Teoría de los Cambios (Sol Negro / Cascahuesos Editores, 2009) de Enrique Verástegui es una praxis metapoética a modo de testimonio, mezclada con meditaciones metafísicas, sucintas e irónicas observaciones de su entorno cotidiano, y pensamientos que integran ciencia, poética, filosofía, estética y ensayo; es también el análisis retrospectivo de propio oficio poético, una mirada a la trayectoria vital, existencial, artística y espiritual de un hombre que ha dedicado muchos años a la búsqueda de la plenitud mediante el arte de la palabra y el ejercicio del conocimiento. Es la visión integral del ser humano, que no separa hombre y cosmos, que ha llegado a entender que la revolución empieza en el interior de cada ser y que sus alcances no acaban en el universo. Una visión mística que integra razón y poesía oriental, y que borra las contradicciones entre lo bueno y lo malo, las dualidades.

### DATOS

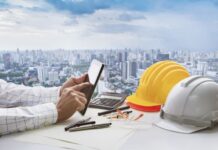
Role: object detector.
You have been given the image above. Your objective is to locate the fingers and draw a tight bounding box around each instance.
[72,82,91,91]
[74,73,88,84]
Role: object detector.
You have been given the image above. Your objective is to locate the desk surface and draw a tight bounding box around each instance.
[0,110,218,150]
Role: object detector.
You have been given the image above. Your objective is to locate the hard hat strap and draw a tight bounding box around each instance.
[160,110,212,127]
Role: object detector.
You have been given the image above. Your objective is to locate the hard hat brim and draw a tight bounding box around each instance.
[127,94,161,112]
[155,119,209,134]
---
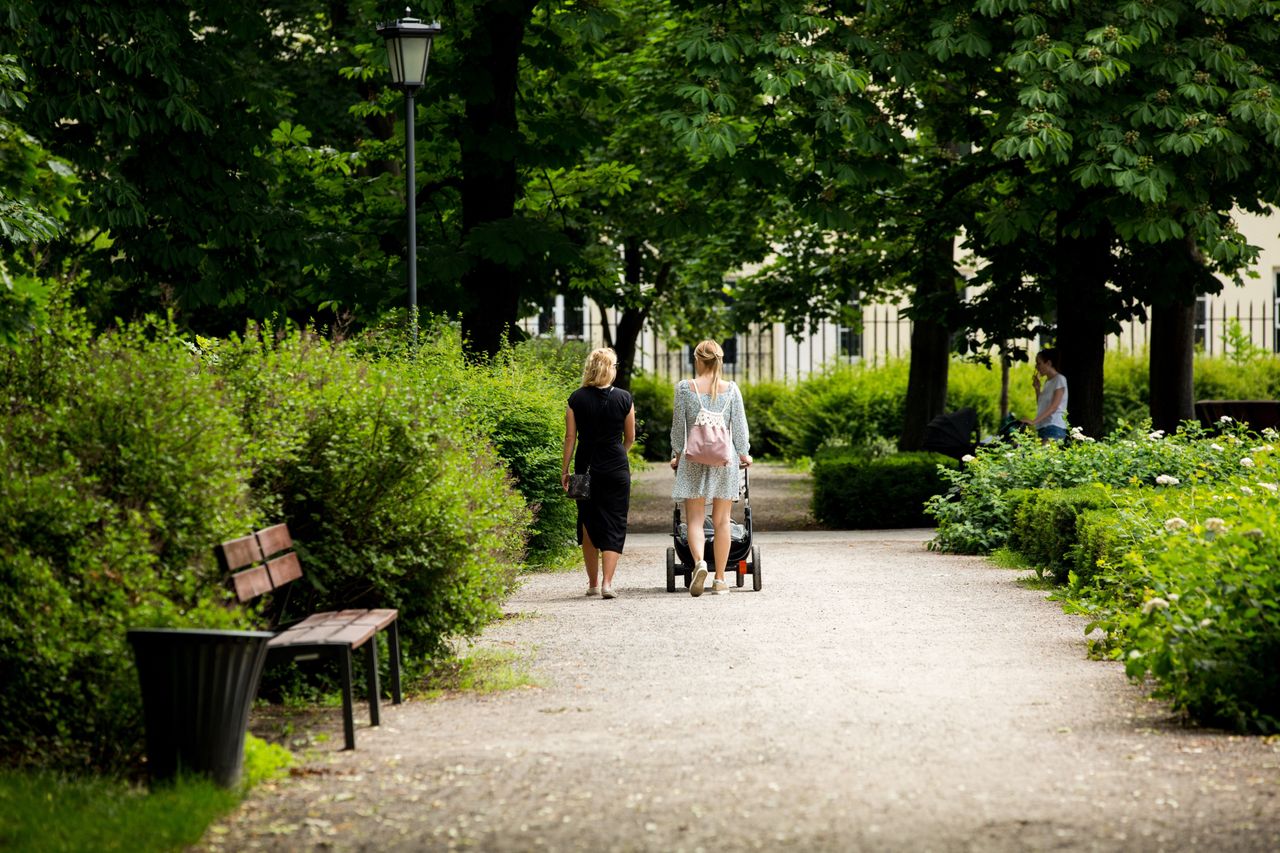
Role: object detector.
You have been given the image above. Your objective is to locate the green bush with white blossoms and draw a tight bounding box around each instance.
...
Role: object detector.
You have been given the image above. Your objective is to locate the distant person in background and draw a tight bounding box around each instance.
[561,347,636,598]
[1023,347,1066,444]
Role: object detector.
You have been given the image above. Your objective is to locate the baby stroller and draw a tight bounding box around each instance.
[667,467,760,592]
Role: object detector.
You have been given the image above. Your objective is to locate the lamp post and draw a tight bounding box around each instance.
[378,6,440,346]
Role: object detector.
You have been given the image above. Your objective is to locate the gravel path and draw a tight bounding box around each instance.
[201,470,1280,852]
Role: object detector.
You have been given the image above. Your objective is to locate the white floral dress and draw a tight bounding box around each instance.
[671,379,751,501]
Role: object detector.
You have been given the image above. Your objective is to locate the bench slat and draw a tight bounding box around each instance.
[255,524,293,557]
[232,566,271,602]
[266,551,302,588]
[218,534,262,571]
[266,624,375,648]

### ACCIONES A REALIZAR
[a] Edita el fragmento del texto sobre Teoría de los Cambios que va desde "Teoría de los" hasta "malo, las dualidades.", ambos incluidos, y cambia "oficio poético" por "quehacer poético".
[b] Retoma el texto sobre Teoría de los Cambios y prosíguelo a partir de su última oración.
El listado procede de una fuente distinta.

### CONJUNTO DE RESPUESTAS
[a]
Teoría de los Cambios (Sol Negro / Cascahuesos Editores, 2009) de Enrique Verástegui es una praxis metapoética a modo de testimonio, mezclada con meditaciones metafísicas, sucintas e irónicas observaciones de su entorno cotidiano, y pensamientos que integran ciencia, poética, filosofía, estética y ensayo; es también el análisis retrospectivo de propio quehacer poético, una mirada a la trayectoria vital, existencial, artística y espiritual de un hombre que ha dedicado muchos años a la búsqueda de la plenitud mediante el arte de la palabra y el ejercicio del conocimiento. Es la visión integral del ser humano, que no separa hombre y cosmos, que ha llegado a entender que la revolución empieza en el interior de cada ser y que sus alcances no acaban en el universo. Una visión mística que integra razón y poesía oriental, y que borra las contradicciones entre lo bueno y lo malo, las dualidades.

[b]
Primero el poeta asume una posición marginal ante su sociedad: “Se me ha prohibido hacer filosofía,/ se me ha prohibido pensar,/ cuando de lo que se trata es de organizar el caos”, nos dice desde su posición de pensador, matemático o científico. En casi todos los textos su voz parece dirigirse al no-lector, mejor dicho, al nuevo lector que avizora. Es una poesía que mira el pasado, pero que le habla al futuro, como un Angelus Novus: el poeta sabe que ha sido silenciado por la sociedad, pero eso no significa que puede evadirse de su responsabilidad. Ahora que el poeta ha recobrado la voz, nos guía, nos explica, nos da pistas de sus obras silenciadas, a ratos como una Vita Nuova o un Ecce Homo, y a veces como cartas, cuaderno de apuntes reflexivos, diario, libreta de notas o carnets.
Pero no todo es repaso de la propia trayectoria o análisis de las posibles certezas alcanzadas, hay también un diálogo con otros poetas, tan antiguos como Dante o Holderlin, o presentes como Reynaldo Jiménez, Sologuren y Kozer; lo mismo están filósofos con los que debate como Kant y Hegel. Cito estos versos geniales: “Todo – lógica, matemáticas, ciencia – es tu cuerpo/ esa razón práctica de Kant, que Hegel,/ en nombre del Estado, contradice./ el Estado es superfluo, y Hegel un patán”. El poeta hace un constante ejercicio de la memoria, como es el caso de este breve pincelazo de Paris: “Como el Dante, pasé por La Sorbona./ Leyenda y misterio rodean mi estadía en Francia”. O recurre a la forma lírica de la elegía para recordar como emblemas a amigos que se han ido: Carlos Frías o Pocho Ríos (“Bohemio legendario/ se inmoló en bares fulminantes/ como infarto, estocada al corazón/ que la Virgen María se lleva”).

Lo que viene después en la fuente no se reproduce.